**Work to complete:**
Copy word for word the part of the energy efficiency article below that falls between "Speaking at The" and "speed up installation.", inclusive.

**Provided passage:**

:::

Chris Pook, Deputy Director of Green Economy, at the Department of Business Innovation and Skills (BIS) |
Energy efficiency was affirmed by Government officials from two departments on Tuesday as being by far the cheapest way of meeting the UK’s climate commitments and decarbonising its electricity grid.
Speaking at The Energy Event at Birmingham's NEC, Trevor Hutchings, Head of Strategy and Delivery, DECC, and Chris Pook, Deputy Director of Green Economy, at the Department of Business Innovation and Skills (BIS), both referred to sources of research, including studies by McKinsey, which show that most measures to reduce energy usage have negative costs, compared to building more energy generation plant or carbon capture and storage.
Trevor Hutchings said that DECC's Energy Efficiency Deployment Office (EEDO) is still compiling its evidence base, since its formation earlier this year, and will publish its recommendations in the autumn.
The key challenges, he said, were how to drive innovation to cut costs of both manufacturing and installation, and how to speed up installation.
Thinking up ways of getting the public onside and engendering behaviour change to make it the social norm for people to save energy, is also part of EEDO's work.
Hutchings said that he regarded it as an early success that the UK had played its part in the negotiation of the Energy Efficiency Directive.
This deal, struck in June, was formally adopted by the European Parliament yesterday in Brussels. It clears the way for the Directive to enter force by the end of October, and sets a voluntary 20% energy saving target for the whole of Europe.

:::

**Dataset:**
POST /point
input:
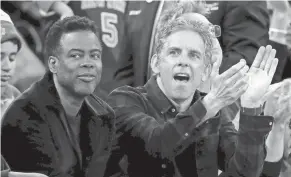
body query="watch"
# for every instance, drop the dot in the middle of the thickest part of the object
(252, 111)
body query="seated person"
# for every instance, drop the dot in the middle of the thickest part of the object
(10, 46)
(167, 129)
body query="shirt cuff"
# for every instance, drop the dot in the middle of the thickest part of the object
(272, 169)
(4, 173)
(256, 127)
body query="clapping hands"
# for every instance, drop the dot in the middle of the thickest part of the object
(278, 104)
(260, 78)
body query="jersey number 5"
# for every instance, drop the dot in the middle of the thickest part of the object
(108, 21)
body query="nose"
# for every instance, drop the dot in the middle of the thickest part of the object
(87, 63)
(183, 64)
(6, 64)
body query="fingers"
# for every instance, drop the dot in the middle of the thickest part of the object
(270, 60)
(241, 83)
(234, 78)
(215, 68)
(234, 69)
(266, 56)
(242, 90)
(273, 67)
(271, 91)
(259, 57)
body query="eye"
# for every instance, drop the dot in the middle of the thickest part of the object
(2, 56)
(194, 55)
(96, 56)
(12, 57)
(75, 55)
(174, 52)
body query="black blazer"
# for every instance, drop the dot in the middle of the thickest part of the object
(36, 138)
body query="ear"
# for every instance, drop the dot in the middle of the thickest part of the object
(206, 73)
(155, 64)
(53, 64)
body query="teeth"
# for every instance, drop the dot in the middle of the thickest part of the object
(182, 75)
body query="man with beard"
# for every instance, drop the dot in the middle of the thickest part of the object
(52, 128)
(167, 129)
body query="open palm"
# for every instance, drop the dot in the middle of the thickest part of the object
(260, 77)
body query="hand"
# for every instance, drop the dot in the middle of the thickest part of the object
(261, 74)
(225, 88)
(288, 35)
(20, 174)
(278, 104)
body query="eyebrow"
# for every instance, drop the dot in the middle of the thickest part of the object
(82, 51)
(190, 49)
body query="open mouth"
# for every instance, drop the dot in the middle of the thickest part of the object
(182, 77)
(86, 77)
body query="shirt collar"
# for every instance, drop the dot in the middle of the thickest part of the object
(159, 99)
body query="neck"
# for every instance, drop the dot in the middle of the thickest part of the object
(72, 104)
(181, 105)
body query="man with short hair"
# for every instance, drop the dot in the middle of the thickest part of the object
(52, 128)
(166, 128)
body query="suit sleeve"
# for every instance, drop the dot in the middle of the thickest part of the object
(25, 143)
(242, 152)
(245, 27)
(163, 139)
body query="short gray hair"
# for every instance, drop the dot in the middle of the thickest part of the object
(172, 21)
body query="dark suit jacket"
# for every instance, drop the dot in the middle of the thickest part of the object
(37, 138)
(244, 26)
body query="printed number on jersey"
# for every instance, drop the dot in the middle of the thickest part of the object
(108, 22)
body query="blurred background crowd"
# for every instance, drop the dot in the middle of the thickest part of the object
(128, 31)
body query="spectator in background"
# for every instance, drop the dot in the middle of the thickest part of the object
(10, 46)
(279, 106)
(52, 128)
(28, 66)
(280, 12)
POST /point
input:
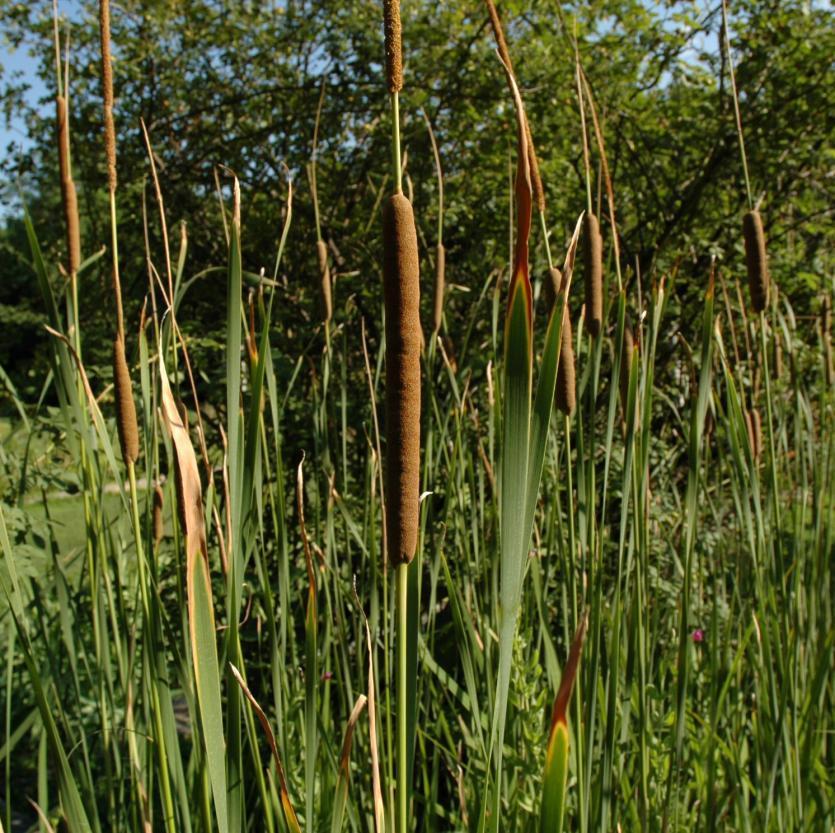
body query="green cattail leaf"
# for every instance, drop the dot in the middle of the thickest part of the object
(344, 774)
(70, 797)
(555, 781)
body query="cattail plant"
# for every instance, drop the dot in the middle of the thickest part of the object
(525, 430)
(324, 281)
(754, 426)
(403, 336)
(565, 395)
(556, 757)
(440, 286)
(440, 251)
(158, 515)
(401, 278)
(593, 272)
(538, 191)
(826, 338)
(125, 407)
(625, 366)
(69, 196)
(756, 259)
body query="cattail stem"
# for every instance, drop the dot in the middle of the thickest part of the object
(110, 154)
(593, 266)
(125, 407)
(397, 162)
(756, 259)
(583, 130)
(402, 579)
(736, 106)
(403, 343)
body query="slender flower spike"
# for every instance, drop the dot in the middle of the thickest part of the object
(556, 758)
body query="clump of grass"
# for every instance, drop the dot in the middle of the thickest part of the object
(756, 259)
(593, 272)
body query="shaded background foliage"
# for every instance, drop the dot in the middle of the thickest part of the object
(237, 85)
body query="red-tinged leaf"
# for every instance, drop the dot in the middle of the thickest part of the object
(286, 804)
(559, 715)
(555, 777)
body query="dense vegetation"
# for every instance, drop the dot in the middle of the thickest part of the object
(684, 518)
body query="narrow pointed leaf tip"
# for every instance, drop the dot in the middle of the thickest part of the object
(559, 715)
(524, 201)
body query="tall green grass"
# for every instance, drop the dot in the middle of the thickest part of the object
(261, 668)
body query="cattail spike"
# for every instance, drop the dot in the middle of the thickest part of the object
(107, 93)
(394, 45)
(756, 259)
(440, 286)
(593, 266)
(401, 279)
(125, 407)
(325, 281)
(566, 392)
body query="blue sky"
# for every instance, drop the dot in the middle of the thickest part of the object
(20, 62)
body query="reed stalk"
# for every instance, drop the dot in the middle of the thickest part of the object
(401, 280)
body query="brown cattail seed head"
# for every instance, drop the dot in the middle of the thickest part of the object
(159, 522)
(593, 266)
(69, 197)
(756, 259)
(125, 408)
(401, 279)
(566, 393)
(440, 286)
(107, 93)
(394, 45)
(325, 280)
(551, 286)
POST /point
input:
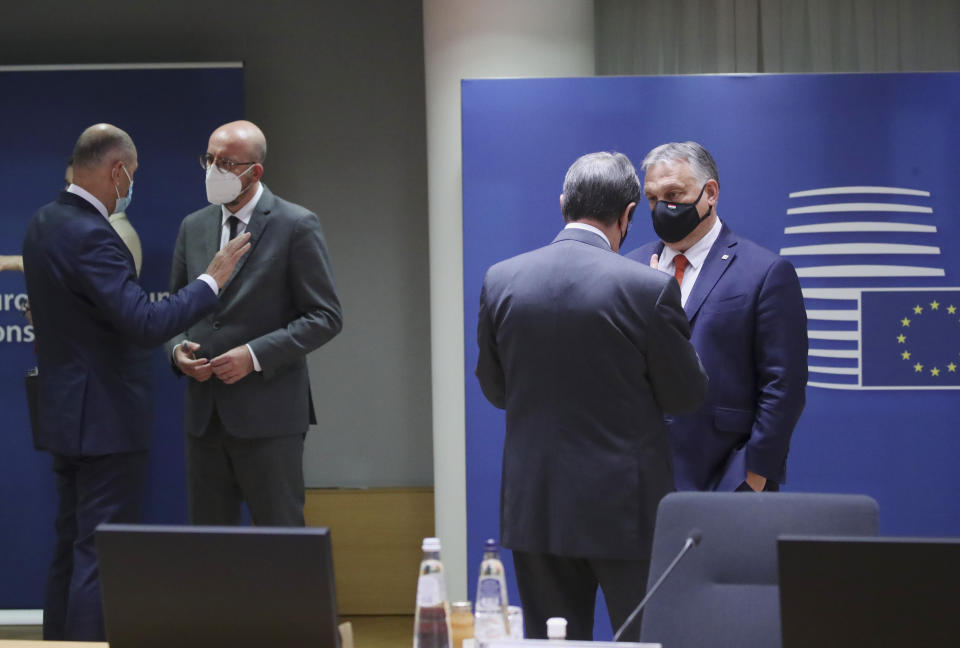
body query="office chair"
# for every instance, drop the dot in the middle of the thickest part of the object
(724, 592)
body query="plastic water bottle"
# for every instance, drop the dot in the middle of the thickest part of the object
(556, 628)
(431, 624)
(490, 612)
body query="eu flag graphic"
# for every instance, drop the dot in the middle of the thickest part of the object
(911, 338)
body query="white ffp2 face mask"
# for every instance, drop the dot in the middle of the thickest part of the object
(223, 186)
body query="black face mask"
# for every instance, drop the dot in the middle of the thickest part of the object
(674, 221)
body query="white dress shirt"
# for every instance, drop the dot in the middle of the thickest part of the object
(696, 255)
(589, 228)
(243, 215)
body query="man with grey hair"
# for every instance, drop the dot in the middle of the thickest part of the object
(95, 326)
(586, 351)
(748, 324)
(248, 404)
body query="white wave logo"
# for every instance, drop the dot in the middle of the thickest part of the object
(870, 271)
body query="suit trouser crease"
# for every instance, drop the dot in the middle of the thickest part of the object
(91, 490)
(224, 471)
(552, 585)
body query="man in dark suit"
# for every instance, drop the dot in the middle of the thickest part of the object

:::

**Final answer:**
Speaking at The Energy Event at Birmingham's NEC, Trevor Hutchings, Head of Strategy and Delivery, DECC, and Chris Pook, Deputy Director of Green Economy, at the Department of Business Innovation and Skills (BIS), both referred to sources of research, including studies by McKinsey, which show that most measures to reduce energy usage have negative costs, compared to building more energy generation plant or carbon capture and storage.
Trevor Hutchings said that DECC's Energy Efficiency Deployment Office (EEDO) is still compiling its evidence base, since its formation earlier this year, and will publish its recommendations in the autumn.
The key challenges, he said, were how to drive innovation to cut costs of both manufacturing and installation, and how to speed up installation.